*** Begin section ***

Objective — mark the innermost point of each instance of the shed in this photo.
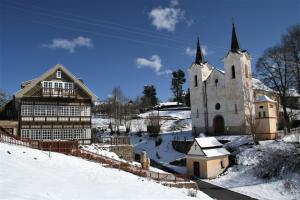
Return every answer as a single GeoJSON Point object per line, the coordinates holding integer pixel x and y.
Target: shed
{"type": "Point", "coordinates": [265, 118]}
{"type": "Point", "coordinates": [207, 158]}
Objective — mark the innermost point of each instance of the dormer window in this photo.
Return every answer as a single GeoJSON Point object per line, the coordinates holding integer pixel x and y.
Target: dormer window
{"type": "Point", "coordinates": [58, 74]}
{"type": "Point", "coordinates": [195, 81]}
{"type": "Point", "coordinates": [232, 72]}
{"type": "Point", "coordinates": [246, 71]}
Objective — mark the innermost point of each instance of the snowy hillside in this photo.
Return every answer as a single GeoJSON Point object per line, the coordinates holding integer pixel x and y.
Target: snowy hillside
{"type": "Point", "coordinates": [170, 120]}
{"type": "Point", "coordinates": [31, 174]}
{"type": "Point", "coordinates": [164, 153]}
{"type": "Point", "coordinates": [266, 171]}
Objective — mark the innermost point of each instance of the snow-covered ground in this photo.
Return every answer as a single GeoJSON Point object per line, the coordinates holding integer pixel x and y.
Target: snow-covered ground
{"type": "Point", "coordinates": [174, 123]}
{"type": "Point", "coordinates": [170, 120]}
{"type": "Point", "coordinates": [31, 174]}
{"type": "Point", "coordinates": [105, 151]}
{"type": "Point", "coordinates": [164, 153]}
{"type": "Point", "coordinates": [243, 178]}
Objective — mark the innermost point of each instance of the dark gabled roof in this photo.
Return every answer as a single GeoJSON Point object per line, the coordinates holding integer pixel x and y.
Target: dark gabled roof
{"type": "Point", "coordinates": [42, 77]}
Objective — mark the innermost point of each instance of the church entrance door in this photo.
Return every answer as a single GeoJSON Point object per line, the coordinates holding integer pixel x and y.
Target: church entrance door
{"type": "Point", "coordinates": [219, 126]}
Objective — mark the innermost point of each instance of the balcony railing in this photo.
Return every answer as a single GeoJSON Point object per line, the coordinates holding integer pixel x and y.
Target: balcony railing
{"type": "Point", "coordinates": [58, 92]}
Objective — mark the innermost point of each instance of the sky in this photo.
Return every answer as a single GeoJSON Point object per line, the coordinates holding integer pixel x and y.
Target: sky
{"type": "Point", "coordinates": [131, 43]}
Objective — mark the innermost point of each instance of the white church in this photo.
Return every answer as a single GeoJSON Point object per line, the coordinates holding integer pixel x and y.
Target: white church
{"type": "Point", "coordinates": [221, 100]}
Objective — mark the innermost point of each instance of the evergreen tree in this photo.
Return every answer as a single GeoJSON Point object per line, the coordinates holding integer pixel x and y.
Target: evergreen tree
{"type": "Point", "coordinates": [178, 80]}
{"type": "Point", "coordinates": [149, 98]}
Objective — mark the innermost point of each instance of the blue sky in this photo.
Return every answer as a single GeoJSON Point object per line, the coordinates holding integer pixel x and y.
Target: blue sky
{"type": "Point", "coordinates": [131, 43]}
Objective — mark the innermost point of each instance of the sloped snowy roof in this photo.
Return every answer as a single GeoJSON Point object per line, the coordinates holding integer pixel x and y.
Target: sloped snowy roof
{"type": "Point", "coordinates": [206, 142]}
{"type": "Point", "coordinates": [258, 85]}
{"type": "Point", "coordinates": [264, 98]}
{"type": "Point", "coordinates": [294, 93]}
{"type": "Point", "coordinates": [216, 152]}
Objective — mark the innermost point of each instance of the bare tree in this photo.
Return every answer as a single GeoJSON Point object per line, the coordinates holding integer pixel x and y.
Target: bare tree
{"type": "Point", "coordinates": [4, 98]}
{"type": "Point", "coordinates": [275, 71]}
{"type": "Point", "coordinates": [291, 44]}
{"type": "Point", "coordinates": [153, 124]}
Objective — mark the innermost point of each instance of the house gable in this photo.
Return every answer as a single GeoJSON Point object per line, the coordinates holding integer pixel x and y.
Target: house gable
{"type": "Point", "coordinates": [34, 87]}
{"type": "Point", "coordinates": [196, 149]}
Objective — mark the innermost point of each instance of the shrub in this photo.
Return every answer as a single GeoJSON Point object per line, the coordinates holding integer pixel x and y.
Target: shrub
{"type": "Point", "coordinates": [158, 141]}
{"type": "Point", "coordinates": [278, 163]}
{"type": "Point", "coordinates": [192, 193]}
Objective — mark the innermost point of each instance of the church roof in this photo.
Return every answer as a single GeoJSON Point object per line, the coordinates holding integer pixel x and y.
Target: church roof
{"type": "Point", "coordinates": [235, 46]}
{"type": "Point", "coordinates": [258, 85]}
{"type": "Point", "coordinates": [208, 142]}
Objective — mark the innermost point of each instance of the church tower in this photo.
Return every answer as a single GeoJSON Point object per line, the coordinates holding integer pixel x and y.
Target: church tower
{"type": "Point", "coordinates": [238, 84]}
{"type": "Point", "coordinates": [199, 71]}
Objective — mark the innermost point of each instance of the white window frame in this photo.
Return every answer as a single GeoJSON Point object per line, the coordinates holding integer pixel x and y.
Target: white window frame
{"type": "Point", "coordinates": [58, 74]}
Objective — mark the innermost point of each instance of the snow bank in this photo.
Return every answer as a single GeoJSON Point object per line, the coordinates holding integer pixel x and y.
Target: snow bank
{"type": "Point", "coordinates": [242, 177]}
{"type": "Point", "coordinates": [31, 174]}
{"type": "Point", "coordinates": [164, 153]}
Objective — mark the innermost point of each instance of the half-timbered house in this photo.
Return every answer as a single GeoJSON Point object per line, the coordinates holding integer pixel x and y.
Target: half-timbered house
{"type": "Point", "coordinates": [54, 106]}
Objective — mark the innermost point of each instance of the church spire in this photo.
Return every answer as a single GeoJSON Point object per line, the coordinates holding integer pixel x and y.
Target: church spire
{"type": "Point", "coordinates": [199, 57]}
{"type": "Point", "coordinates": [234, 41]}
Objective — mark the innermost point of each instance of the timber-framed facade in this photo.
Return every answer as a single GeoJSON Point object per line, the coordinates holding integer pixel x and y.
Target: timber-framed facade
{"type": "Point", "coordinates": [55, 106]}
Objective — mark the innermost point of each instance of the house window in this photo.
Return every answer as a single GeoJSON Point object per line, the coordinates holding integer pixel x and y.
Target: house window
{"type": "Point", "coordinates": [232, 72]}
{"type": "Point", "coordinates": [235, 108]}
{"type": "Point", "coordinates": [58, 74]}
{"type": "Point", "coordinates": [246, 71]}
{"type": "Point", "coordinates": [216, 82]}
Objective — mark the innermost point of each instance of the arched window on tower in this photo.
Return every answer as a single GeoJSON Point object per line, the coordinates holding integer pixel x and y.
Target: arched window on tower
{"type": "Point", "coordinates": [232, 72]}
{"type": "Point", "coordinates": [246, 71]}
{"type": "Point", "coordinates": [196, 81]}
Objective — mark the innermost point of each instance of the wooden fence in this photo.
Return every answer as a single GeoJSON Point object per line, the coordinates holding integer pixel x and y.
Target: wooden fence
{"type": "Point", "coordinates": [177, 180]}
{"type": "Point", "coordinates": [71, 147]}
{"type": "Point", "coordinates": [295, 131]}
{"type": "Point", "coordinates": [112, 140]}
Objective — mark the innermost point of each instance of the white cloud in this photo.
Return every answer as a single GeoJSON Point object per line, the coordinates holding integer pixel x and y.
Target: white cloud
{"type": "Point", "coordinates": [166, 18]}
{"type": "Point", "coordinates": [70, 45]}
{"type": "Point", "coordinates": [174, 3]}
{"type": "Point", "coordinates": [154, 62]}
{"type": "Point", "coordinates": [192, 51]}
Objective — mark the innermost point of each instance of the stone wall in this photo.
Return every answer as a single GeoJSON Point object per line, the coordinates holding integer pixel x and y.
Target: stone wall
{"type": "Point", "coordinates": [124, 151]}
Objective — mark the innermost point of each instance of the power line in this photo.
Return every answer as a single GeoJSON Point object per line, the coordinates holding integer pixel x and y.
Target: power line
{"type": "Point", "coordinates": [95, 33]}
{"type": "Point", "coordinates": [115, 26]}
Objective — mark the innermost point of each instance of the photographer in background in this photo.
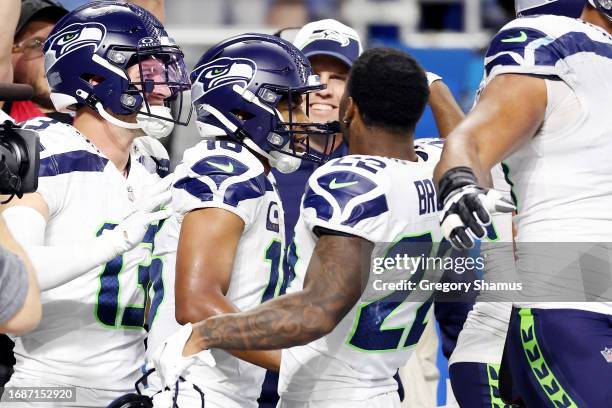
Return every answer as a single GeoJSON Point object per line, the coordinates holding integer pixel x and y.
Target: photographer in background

*** End section ***

Action item: All lines with the word "background" must be located in the data and copied.

Output of the task:
Objective — mark the innermost point of each instance of the photographer in background in this photo.
Target: photographer in background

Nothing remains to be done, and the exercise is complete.